• TEXT:
>> START

You can find the solution described in this blog post in the aws-dynamodb-encrypt-with-abac GitHub repository. This solution uses ABAC combined with KMS encryption context to provide isolation of tenant data, both at rest and at run time. By using a single KMS key, the application encrypts tenant data on the client-side, and stores it in a pooled DynamoDB table, which is partitioned by a tenant ID.

Solution Architecture

Figure 1: Components of solution architecture

Figure 1: Components of solution architecture

The presented solution implements an API with a single AWS Lambda function behind an Amazon API Gateway, and implements processing for two types of requests:

  1. GET request: fetch any key-value pairs stored in the tenant data store for the given tenant ID.
  2. POST request: store the provided key-value pairs in the tenant data store for the given tenant ID, overwriting any existing data for the same tenant ID.

The application is written in Python, it uses AWS Lambda Powertools for Python, and you deploy it by using the AWS CDK.

It also uses the DynamoDB Encryption Client for Python, which includes several helper classes that mirror the AWS SDK for Python (Boto3) classes for DynamoDB. This solution uses the EncryptedResource helper class which provides Boto3 compatible get_item and put_item methods. The helper class is used together with the KMS Materials Provider to handle encryption and decryption with AWS KMS transparently for the application.

Note: This example solution provides no authentication of the caller identity. See chapter “Considerations for authentication and authorization” for further guidance.

How it works

Figure 2: Detailed architecture for storing new or updated tenant data

Figure 2: Detailed architecture for storing new or updated tenant data

As requests are made into the application’s API, they are routed by API Gateway to the application’s Lambda function (1). The Lambda function begins to run with the IAM permissions that its IAM execution role (DefaultExecutionRole) has been granted. These permissions do not grant any access to the DynamoDB table or the KMS key. In order to access these resources, the Lambda function first needs to assume the ResourceAccessRole, which does have the necessary permissions. To implement ABAC more securely in this use case, it is important that the application maintains clear separation of IAM permissions between the assumed ResourceAccessRole and the DefaultExecutionRole.

As the application assumes the ResourceAccessRole using the AssumeRole API call (2), it also sets a TenantID session tag. Session tags are key-value pairs that can be passed when you assume an IAM role in AWS Simple Token Service (AWS STS), and are a fundamental core building block of ABAC on AWS. When the session credentials (3) are used to make a subsequent request, the request context includes the aws:PrincipalTag context key, which can be used to access the session’s tags. The chapter “The ResourceAccessRole policy” describes how the aws:PrincipalTag context key is used in IAM policy condition statements to implement ABAC for this solution. Note that for demonstration purposes, this solution receives the value for the TenantID tag directly from the request URL, and it is not authenticated.

>> END

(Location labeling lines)
>> START

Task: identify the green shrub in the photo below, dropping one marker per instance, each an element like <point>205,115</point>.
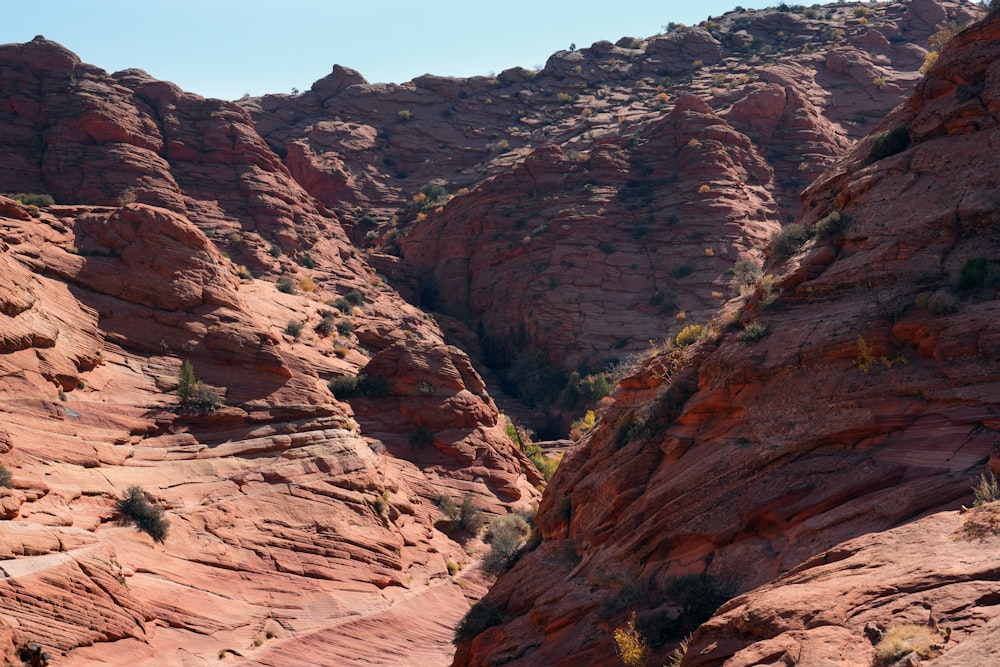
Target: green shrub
<point>327,323</point>
<point>941,302</point>
<point>829,225</point>
<point>974,273</point>
<point>193,393</point>
<point>32,199</point>
<point>465,520</point>
<point>753,331</point>
<point>293,328</point>
<point>987,490</point>
<point>421,437</point>
<point>885,144</point>
<point>506,535</point>
<point>482,616</point>
<point>360,386</point>
<point>135,508</point>
<point>790,240</point>
<point>689,334</point>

>> END

• WHAT YOU NEED TO DO: Please copy the part of the tenant data encryption text between "The application is" and "for the application.", inclusive, word for word.

• SOLVED PROBLEM:
The application is written in Python, it uses AWS Lambda Powertools for Python, and you deploy it by using the AWS CDK.

It also uses the DynamoDB Encryption Client for Python, which includes several helper classes that mirror the AWS SDK for Python (Boto3) classes for DynamoDB. This solution uses the EncryptedResource helper class which provides Boto3 compatible get_item and put_item methods. The helper class is used together with the KMS Materials Provider to handle encryption and decryption with AWS KMS transparently for the application.